STATED TASK — Which lines in the entries below contain the string "rule"? Gather every one of them and copy each line out in full.

|---|

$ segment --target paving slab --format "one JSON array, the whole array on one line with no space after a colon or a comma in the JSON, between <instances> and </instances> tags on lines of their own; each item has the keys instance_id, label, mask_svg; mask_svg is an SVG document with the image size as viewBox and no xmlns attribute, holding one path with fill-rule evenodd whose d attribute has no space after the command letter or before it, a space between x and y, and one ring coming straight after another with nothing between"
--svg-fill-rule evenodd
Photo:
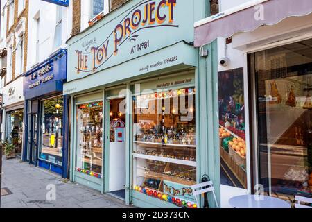
<instances>
[{"instance_id":1,"label":"paving slab","mask_svg":"<svg viewBox=\"0 0 312 222\"><path fill-rule=\"evenodd\" d=\"M17 159L3 159L2 187L12 193L1 197L3 208L121 208L125 202L98 191L65 181L59 175ZM49 186L56 199L47 200ZM51 187L50 187L51 188ZM51 194L51 193L49 193ZM49 196L48 197L51 197Z\"/></svg>"}]
</instances>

|---|

SOLUTION TO THIS PROBLEM —
$ segment --target paving slab --format "one JSON array, the whole array on one line with no space after a colon or a comma in the JSON, between <instances> and </instances> tags on lines of their own; each item has the keys instance_id, label, mask_svg; mask_svg is an SVG document with the image size as viewBox and no xmlns attribute, holding one path with fill-rule evenodd whose d attribute has no space after the command letter or before it, a space between x and y, and one ring coming straight after another with nothing between"
--svg-fill-rule evenodd
[{"instance_id":1,"label":"paving slab","mask_svg":"<svg viewBox=\"0 0 312 222\"><path fill-rule=\"evenodd\" d=\"M17 159L3 159L2 187L12 193L1 197L3 208L121 208L125 202L98 191L65 181L59 175ZM49 186L56 199L47 200ZM51 187L50 187L51 188ZM51 194L51 193L49 193ZM49 196L48 197L51 197Z\"/></svg>"}]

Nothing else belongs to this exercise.